> **Task details**:
For the entries below, print exactly the lines between the line holding "Target: hundreds board poster" and the line holding "Mark every instance of the young", inclusive, and nothing else.

(Stored dataset items)

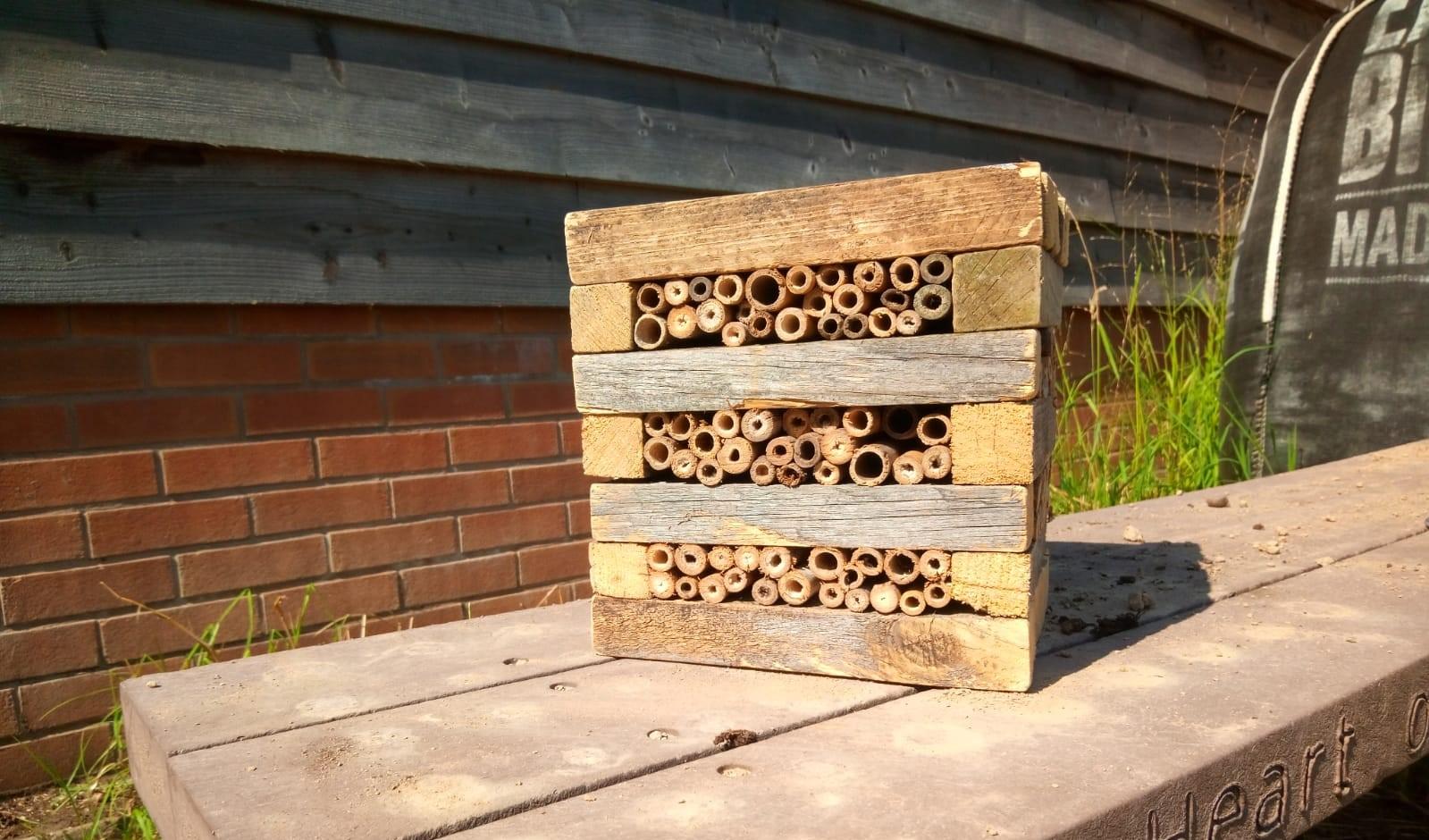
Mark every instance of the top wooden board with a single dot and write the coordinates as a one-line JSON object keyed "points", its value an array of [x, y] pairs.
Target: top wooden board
{"points": [[961, 210]]}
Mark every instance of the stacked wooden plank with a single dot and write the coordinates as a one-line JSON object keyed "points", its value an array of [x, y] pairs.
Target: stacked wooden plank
{"points": [[828, 419]]}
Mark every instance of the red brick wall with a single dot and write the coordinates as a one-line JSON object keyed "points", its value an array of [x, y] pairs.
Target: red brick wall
{"points": [[415, 465]]}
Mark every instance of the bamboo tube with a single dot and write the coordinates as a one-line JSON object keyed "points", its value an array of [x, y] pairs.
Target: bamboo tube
{"points": [[659, 556], [709, 472], [933, 429], [691, 559], [765, 592], [880, 322], [908, 467], [799, 279], [758, 424], [766, 289], [662, 584], [651, 298], [734, 334], [855, 326], [937, 463], [792, 324], [658, 451], [798, 587], [735, 456], [775, 562], [836, 448], [729, 289], [937, 267], [713, 589], [912, 601], [827, 562], [651, 332], [904, 274], [869, 276], [933, 302], [682, 322], [901, 565], [883, 598]]}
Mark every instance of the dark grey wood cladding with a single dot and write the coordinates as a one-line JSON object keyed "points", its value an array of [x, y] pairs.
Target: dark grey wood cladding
{"points": [[426, 152]]}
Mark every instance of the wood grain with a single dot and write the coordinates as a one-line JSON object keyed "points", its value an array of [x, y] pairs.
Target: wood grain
{"points": [[969, 367]]}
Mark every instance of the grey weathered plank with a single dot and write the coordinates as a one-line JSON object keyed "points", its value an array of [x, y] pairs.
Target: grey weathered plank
{"points": [[968, 367], [424, 770], [918, 516]]}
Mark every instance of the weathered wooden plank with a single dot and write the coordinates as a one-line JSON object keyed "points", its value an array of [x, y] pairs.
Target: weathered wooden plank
{"points": [[427, 769], [913, 516], [959, 210], [958, 367]]}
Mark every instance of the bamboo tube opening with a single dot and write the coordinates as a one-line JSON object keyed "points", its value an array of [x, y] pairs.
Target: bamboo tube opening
{"points": [[883, 598], [659, 556], [735, 456], [729, 289], [658, 453], [869, 276], [651, 298], [799, 279], [855, 326], [649, 332], [937, 267], [904, 274], [912, 603], [765, 289], [933, 302], [901, 565]]}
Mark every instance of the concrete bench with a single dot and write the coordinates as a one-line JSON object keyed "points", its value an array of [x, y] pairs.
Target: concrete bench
{"points": [[1245, 668]]}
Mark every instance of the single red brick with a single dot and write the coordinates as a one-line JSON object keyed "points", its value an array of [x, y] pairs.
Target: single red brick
{"points": [[333, 599], [512, 527], [47, 651], [40, 539], [76, 480], [549, 482], [395, 543], [441, 582], [149, 320], [517, 441], [122, 530], [26, 429], [156, 419], [239, 567], [531, 399], [367, 360], [53, 369], [446, 403], [306, 320], [498, 355], [315, 508], [548, 563], [312, 410], [224, 363], [439, 319], [369, 455]]}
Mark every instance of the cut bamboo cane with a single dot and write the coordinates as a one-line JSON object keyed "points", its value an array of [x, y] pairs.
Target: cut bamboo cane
{"points": [[904, 274], [882, 598], [798, 587]]}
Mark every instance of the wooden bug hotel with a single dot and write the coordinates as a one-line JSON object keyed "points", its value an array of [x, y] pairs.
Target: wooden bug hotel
{"points": [[825, 422]]}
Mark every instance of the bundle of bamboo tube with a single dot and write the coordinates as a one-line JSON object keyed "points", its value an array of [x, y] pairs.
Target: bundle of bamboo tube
{"points": [[866, 446], [885, 580], [879, 298]]}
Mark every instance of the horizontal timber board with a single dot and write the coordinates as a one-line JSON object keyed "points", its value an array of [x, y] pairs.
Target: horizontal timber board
{"points": [[962, 649], [954, 367], [913, 516]]}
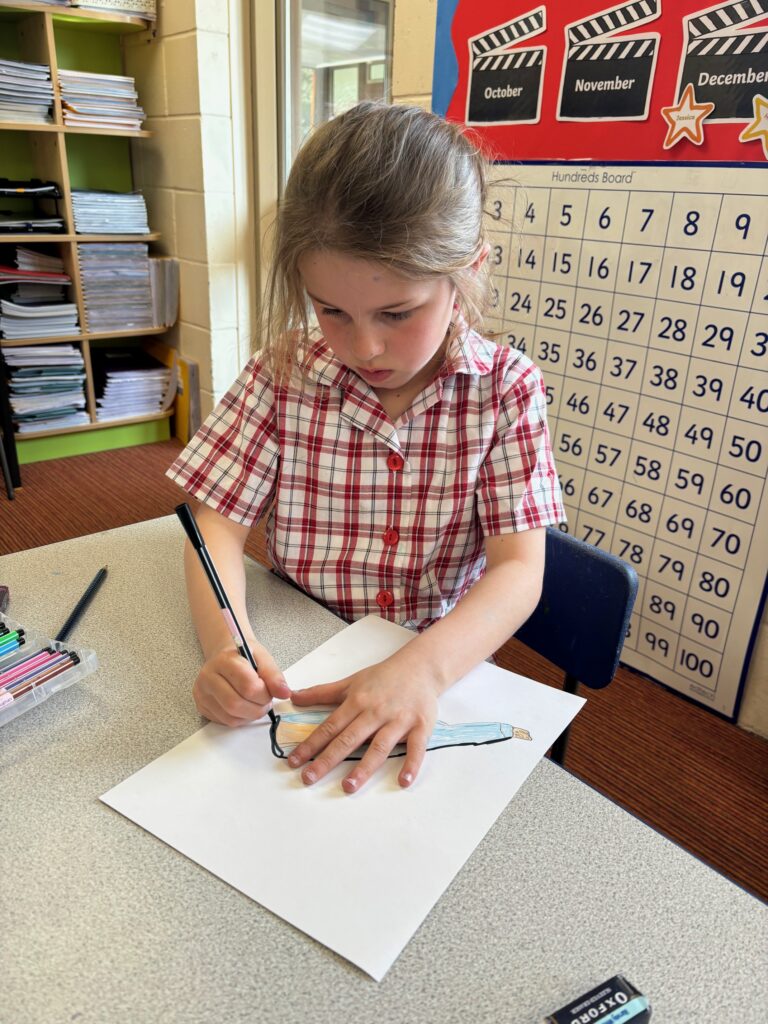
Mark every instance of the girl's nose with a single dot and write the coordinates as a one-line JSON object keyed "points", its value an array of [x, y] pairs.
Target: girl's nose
{"points": [[366, 344]]}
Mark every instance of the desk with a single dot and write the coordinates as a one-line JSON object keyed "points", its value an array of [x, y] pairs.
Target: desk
{"points": [[99, 922]]}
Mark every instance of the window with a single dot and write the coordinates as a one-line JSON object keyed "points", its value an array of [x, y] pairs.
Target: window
{"points": [[334, 53]]}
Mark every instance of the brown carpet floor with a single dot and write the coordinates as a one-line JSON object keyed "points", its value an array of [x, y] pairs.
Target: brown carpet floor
{"points": [[700, 780]]}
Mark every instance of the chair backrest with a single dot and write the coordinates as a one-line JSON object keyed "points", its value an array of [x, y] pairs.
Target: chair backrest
{"points": [[581, 621]]}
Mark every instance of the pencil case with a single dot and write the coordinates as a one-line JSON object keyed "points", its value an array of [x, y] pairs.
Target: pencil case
{"points": [[18, 690]]}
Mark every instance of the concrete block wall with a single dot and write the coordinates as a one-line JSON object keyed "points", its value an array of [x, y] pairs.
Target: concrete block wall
{"points": [[196, 177]]}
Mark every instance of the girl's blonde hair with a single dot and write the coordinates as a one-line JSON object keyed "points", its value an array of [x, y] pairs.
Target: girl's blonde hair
{"points": [[393, 184]]}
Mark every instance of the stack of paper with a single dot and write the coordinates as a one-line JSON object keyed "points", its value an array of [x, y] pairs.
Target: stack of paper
{"points": [[130, 382], [36, 308], [164, 276], [91, 100], [142, 8], [116, 286], [26, 91], [46, 386], [110, 213]]}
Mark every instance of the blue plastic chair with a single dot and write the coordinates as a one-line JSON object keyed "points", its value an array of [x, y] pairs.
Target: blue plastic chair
{"points": [[582, 619]]}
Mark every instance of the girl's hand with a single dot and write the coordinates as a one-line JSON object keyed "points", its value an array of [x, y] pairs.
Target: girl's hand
{"points": [[228, 691], [378, 706]]}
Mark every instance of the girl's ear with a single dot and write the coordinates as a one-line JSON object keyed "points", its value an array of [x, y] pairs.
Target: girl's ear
{"points": [[482, 257]]}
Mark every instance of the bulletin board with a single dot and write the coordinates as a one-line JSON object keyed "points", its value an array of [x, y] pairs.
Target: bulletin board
{"points": [[629, 233]]}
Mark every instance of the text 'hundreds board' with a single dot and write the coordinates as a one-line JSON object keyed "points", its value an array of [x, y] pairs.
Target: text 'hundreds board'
{"points": [[642, 294]]}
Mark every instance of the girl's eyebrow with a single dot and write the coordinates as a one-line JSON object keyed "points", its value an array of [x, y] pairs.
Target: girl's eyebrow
{"points": [[332, 305]]}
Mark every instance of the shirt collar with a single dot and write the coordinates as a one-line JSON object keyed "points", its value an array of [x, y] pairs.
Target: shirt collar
{"points": [[467, 353]]}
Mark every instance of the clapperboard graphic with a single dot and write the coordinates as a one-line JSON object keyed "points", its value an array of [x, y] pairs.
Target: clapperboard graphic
{"points": [[505, 86], [607, 77], [725, 65]]}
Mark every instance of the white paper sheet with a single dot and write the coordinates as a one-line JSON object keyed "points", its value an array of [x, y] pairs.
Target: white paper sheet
{"points": [[358, 873]]}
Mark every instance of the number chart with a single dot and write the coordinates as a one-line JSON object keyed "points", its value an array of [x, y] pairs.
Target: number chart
{"points": [[629, 231], [647, 311]]}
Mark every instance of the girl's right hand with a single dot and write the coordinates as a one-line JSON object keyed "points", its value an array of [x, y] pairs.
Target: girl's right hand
{"points": [[228, 691]]}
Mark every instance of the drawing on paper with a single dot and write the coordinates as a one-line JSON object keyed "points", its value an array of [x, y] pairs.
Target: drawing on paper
{"points": [[290, 729]]}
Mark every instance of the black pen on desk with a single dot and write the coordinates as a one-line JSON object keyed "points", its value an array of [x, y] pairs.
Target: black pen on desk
{"points": [[196, 539], [82, 604]]}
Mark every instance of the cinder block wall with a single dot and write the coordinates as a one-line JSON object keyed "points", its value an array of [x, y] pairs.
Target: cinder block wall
{"points": [[189, 78]]}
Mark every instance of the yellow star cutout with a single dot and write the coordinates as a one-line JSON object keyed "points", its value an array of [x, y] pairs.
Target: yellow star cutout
{"points": [[759, 127], [685, 120]]}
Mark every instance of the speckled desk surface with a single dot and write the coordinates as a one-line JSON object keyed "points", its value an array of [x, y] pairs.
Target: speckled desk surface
{"points": [[100, 922]]}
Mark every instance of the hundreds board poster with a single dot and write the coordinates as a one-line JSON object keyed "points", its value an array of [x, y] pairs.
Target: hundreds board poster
{"points": [[630, 225]]}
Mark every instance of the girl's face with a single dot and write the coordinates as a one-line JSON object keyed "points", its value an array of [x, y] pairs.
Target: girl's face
{"points": [[389, 330]]}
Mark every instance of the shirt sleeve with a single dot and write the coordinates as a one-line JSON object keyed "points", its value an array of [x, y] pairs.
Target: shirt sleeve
{"points": [[231, 463], [518, 487]]}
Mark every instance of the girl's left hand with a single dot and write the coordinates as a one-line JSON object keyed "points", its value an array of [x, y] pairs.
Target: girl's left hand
{"points": [[376, 706]]}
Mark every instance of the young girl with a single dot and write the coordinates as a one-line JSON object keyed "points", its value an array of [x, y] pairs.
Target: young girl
{"points": [[404, 460]]}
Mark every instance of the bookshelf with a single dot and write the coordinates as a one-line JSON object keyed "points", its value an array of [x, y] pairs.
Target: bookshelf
{"points": [[74, 158]]}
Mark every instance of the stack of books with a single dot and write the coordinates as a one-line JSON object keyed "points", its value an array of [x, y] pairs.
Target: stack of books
{"points": [[91, 100], [109, 213], [129, 382], [36, 308], [46, 387], [116, 286], [26, 91]]}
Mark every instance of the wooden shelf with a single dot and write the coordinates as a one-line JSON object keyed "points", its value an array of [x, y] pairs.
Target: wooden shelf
{"points": [[96, 426], [29, 237], [48, 34], [30, 126], [85, 336], [108, 19], [72, 129]]}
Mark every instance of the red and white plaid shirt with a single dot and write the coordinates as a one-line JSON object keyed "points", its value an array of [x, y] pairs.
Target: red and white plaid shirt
{"points": [[371, 515]]}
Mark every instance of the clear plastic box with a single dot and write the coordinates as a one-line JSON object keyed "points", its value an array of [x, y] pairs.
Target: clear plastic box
{"points": [[37, 642]]}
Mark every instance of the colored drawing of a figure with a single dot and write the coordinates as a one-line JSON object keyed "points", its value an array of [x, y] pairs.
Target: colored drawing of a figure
{"points": [[290, 729]]}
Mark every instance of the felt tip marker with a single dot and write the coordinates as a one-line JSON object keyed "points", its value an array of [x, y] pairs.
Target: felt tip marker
{"points": [[196, 539], [45, 676], [31, 673], [26, 664], [7, 637], [8, 648]]}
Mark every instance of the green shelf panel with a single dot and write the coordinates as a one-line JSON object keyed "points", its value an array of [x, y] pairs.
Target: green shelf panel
{"points": [[87, 48], [15, 156], [84, 441], [99, 162]]}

> **Solved problem**:
Target: hundreds board poster
{"points": [[630, 225]]}
Mark every instance of the girl's face with a single dot and write the coordinates as a one-line JSON object keyed "points", its value an array of [x, y] pairs.
Target: girl's face
{"points": [[389, 330]]}
Mark every instance of the shirt sleeve with a single dot and write the coordinates as a one-line JSON object keyed "points", its value an array of [x, y] pairs.
Target: shirt sleeve
{"points": [[231, 463], [518, 487]]}
Mark every instance of the girl's left hand with a single dot and write the coordinates as a one-line JSON object keyed "points", its value an array of [x, y] pairs.
Target: girl's left hand
{"points": [[376, 706]]}
Mark every instance of the young girl with a single dot and write the coordinates as a one-line JSON object keyed "points", its value an array of [x, y] pairs.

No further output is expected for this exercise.